* **WHAT IS EXPECTED**:
The line containing "Find the green bokeh" and every line after it, through the last line of the records, are to be transcribed exactly, and nothing else.

Natural language region descriptions:
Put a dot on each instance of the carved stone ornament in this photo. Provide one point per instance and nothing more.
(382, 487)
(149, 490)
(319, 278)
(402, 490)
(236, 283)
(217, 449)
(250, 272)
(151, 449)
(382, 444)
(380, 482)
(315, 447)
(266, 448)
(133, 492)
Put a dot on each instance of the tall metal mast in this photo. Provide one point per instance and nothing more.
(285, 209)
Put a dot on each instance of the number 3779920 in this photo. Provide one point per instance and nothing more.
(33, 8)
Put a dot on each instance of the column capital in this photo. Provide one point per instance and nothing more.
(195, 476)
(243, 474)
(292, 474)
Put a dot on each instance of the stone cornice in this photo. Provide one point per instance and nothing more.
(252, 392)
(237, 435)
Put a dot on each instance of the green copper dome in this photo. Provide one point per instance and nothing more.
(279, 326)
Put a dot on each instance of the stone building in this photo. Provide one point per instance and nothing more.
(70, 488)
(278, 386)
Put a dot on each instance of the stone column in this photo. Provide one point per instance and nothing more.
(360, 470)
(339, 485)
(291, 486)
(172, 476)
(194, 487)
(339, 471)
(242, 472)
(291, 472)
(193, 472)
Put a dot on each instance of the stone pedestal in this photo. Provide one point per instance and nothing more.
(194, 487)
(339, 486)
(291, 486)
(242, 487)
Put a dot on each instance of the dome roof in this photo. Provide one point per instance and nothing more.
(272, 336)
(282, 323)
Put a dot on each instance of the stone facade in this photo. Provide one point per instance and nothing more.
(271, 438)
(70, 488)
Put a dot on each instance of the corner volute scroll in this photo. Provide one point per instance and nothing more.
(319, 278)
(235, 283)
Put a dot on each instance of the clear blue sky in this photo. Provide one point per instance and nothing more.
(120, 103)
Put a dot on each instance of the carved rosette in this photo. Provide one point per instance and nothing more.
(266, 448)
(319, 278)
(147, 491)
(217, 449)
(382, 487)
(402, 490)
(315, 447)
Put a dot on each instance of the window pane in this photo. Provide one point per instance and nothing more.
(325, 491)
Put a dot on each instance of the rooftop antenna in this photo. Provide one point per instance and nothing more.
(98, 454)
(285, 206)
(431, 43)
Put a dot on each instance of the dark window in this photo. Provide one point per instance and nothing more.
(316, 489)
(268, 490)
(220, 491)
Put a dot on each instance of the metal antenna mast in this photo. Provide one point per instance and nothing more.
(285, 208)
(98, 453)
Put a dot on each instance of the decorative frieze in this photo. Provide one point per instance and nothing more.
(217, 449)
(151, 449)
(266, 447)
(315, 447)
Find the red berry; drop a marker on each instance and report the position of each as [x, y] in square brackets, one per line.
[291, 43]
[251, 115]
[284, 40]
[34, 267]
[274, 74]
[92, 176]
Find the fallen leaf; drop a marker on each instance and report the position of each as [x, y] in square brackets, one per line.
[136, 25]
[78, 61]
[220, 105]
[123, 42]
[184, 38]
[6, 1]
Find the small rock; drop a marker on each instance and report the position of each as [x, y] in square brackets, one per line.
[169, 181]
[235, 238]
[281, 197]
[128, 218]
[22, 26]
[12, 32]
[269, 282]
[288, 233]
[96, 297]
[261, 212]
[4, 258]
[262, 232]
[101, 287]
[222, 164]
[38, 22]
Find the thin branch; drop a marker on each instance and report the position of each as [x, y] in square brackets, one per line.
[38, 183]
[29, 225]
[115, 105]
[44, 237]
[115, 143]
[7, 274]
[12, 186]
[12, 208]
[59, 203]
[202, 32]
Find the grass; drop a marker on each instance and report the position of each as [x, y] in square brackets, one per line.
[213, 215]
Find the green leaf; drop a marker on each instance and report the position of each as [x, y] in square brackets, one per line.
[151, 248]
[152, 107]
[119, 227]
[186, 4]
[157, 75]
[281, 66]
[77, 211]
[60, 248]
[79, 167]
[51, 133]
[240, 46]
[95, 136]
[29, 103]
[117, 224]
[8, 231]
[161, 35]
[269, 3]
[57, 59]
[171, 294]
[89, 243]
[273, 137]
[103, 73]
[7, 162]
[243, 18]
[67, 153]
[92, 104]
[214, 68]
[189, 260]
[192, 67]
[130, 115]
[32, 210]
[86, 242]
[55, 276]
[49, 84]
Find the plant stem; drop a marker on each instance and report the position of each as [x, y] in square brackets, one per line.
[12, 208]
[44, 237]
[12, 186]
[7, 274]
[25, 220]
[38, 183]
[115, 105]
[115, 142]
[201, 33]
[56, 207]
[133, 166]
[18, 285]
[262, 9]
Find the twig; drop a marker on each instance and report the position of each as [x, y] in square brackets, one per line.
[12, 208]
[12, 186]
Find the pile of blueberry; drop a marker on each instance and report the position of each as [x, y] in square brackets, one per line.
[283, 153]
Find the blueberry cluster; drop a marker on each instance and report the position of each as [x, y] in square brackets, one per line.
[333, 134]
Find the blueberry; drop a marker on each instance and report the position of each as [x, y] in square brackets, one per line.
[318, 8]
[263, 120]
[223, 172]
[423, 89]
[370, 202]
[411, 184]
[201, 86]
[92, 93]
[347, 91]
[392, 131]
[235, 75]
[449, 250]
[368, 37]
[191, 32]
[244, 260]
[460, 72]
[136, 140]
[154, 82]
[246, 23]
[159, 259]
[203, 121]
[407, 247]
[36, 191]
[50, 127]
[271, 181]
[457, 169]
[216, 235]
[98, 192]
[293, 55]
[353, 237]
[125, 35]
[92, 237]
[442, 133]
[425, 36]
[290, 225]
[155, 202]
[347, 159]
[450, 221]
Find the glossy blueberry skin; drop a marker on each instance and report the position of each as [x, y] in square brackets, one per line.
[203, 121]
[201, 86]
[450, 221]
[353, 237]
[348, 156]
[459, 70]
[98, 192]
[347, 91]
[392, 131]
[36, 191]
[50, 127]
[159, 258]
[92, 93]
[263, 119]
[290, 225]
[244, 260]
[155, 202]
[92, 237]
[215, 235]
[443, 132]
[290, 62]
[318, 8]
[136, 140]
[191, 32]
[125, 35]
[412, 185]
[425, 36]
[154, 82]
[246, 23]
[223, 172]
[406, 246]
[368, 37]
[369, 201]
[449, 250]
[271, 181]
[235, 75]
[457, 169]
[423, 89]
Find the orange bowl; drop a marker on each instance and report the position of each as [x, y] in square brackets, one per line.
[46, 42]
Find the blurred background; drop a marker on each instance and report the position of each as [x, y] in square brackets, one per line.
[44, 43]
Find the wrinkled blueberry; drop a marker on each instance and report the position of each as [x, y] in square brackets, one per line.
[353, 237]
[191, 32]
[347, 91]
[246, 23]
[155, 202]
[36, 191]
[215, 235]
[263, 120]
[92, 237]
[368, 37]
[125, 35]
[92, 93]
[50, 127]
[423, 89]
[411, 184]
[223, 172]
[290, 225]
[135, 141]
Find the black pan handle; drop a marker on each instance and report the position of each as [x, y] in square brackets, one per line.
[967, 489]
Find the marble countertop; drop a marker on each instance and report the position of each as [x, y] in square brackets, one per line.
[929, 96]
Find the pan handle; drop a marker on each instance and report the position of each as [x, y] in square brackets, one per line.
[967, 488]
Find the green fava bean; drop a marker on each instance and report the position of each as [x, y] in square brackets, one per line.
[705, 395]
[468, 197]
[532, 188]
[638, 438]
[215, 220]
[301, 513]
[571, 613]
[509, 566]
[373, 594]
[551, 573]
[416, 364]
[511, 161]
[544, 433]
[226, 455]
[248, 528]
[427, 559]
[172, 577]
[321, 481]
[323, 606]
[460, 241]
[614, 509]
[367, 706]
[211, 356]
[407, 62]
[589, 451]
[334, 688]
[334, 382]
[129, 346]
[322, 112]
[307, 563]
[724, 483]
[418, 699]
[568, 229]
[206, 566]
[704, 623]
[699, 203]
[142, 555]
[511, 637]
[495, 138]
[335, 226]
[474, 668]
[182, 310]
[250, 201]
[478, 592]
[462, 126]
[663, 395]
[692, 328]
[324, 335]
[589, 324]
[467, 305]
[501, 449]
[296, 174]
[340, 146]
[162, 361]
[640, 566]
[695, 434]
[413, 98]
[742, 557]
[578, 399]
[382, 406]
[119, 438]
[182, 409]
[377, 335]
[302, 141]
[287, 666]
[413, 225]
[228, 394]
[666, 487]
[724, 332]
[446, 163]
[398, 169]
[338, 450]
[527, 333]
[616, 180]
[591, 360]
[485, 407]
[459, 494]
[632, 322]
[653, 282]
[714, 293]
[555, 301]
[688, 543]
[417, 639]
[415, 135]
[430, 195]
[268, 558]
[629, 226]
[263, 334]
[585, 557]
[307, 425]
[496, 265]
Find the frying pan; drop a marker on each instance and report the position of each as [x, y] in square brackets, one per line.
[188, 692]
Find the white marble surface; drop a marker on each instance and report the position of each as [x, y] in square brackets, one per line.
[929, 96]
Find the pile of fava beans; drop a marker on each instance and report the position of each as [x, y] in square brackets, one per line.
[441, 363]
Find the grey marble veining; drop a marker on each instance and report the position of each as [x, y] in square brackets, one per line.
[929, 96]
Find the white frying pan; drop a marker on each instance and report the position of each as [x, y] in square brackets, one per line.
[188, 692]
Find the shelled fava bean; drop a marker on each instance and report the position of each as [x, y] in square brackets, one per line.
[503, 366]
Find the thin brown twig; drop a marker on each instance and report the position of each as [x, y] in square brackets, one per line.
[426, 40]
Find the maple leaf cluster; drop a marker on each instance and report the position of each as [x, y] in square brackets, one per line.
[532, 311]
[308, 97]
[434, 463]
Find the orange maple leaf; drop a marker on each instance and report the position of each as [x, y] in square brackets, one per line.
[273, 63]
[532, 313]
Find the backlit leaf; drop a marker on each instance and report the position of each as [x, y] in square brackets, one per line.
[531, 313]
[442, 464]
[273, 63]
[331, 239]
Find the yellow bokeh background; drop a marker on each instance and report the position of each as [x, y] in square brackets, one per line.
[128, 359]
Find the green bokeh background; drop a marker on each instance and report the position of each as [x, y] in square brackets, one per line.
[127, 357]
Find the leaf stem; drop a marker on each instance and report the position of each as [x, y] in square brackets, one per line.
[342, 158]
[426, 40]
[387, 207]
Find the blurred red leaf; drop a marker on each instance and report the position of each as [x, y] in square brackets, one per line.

* **TASK ANSWER**:
Find the green bokeh background; drop a marker on each instance and report the position of each as [x, y] in square brackets, one per line.
[127, 357]
Find the leaf stem; drop a marker on each instance and report the position of each as [x, y] in square brackets, one per line.
[342, 158]
[426, 40]
[387, 207]
Find the blurred red leaf; drop a marker on each instance and report the position of each as [x, y] in square brackets, one per line.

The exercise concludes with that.